[BEGIN]
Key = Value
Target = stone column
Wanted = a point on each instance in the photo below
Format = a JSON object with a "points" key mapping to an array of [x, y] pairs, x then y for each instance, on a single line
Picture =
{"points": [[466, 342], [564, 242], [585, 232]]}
[END]
Task details = Rewrite these lines with "stone column" changed to "brick column", leaving everything else as it is.

Solution to the exercise =
Key = Value
Target = brick column
Wanted = a point on each instance in the photo below
Format = a JSON object with a "points" key mapping to an array of [x, y] pairs, x then y for each instance, on a single line
Picture =
{"points": [[466, 342], [564, 242], [585, 232]]}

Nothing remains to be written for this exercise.